__Requirement__
From the data records below, select every line that contains the word "white" and copy each one.

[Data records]
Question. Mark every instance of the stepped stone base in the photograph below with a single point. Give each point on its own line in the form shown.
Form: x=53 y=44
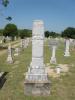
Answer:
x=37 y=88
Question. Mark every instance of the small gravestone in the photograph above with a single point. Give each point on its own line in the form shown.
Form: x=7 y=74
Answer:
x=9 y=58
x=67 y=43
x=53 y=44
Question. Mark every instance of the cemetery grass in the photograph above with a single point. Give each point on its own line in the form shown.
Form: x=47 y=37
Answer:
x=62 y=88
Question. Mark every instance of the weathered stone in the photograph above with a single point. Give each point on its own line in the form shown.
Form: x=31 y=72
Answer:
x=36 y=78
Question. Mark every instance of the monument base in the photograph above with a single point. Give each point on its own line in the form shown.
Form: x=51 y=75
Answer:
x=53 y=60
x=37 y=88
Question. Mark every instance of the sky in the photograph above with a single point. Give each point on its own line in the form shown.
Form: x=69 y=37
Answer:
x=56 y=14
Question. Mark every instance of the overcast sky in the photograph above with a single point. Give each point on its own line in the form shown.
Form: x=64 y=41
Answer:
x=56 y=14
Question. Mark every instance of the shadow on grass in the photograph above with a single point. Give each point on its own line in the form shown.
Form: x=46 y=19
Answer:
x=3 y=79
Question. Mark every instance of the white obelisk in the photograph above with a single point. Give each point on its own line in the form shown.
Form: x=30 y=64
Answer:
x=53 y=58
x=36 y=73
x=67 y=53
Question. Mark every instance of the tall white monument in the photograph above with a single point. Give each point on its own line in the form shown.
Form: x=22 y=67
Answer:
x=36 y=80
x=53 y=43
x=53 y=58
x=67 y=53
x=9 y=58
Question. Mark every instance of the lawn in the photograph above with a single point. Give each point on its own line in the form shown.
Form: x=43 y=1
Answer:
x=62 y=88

---

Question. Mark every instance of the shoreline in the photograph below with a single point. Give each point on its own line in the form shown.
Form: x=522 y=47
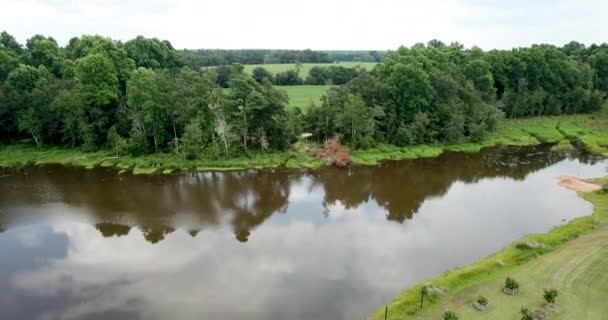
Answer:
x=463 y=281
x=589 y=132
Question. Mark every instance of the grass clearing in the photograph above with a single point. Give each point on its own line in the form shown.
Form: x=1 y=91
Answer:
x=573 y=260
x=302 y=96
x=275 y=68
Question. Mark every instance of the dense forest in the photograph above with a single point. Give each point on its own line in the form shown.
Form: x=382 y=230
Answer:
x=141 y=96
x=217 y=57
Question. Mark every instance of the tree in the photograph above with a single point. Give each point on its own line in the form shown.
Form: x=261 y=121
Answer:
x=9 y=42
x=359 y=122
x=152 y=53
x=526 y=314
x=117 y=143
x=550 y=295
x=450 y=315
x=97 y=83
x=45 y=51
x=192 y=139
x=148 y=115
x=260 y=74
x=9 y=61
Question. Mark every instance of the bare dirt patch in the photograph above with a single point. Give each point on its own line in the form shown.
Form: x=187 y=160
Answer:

__Problem solution__
Question. Mark every instance of the white obelisk in the photograph above with a single point. Give each point on its own line in the form shown.
Question. Mark every instance of the tall white monument in the photograph above with a single point. Give each point on its own line in the form shown.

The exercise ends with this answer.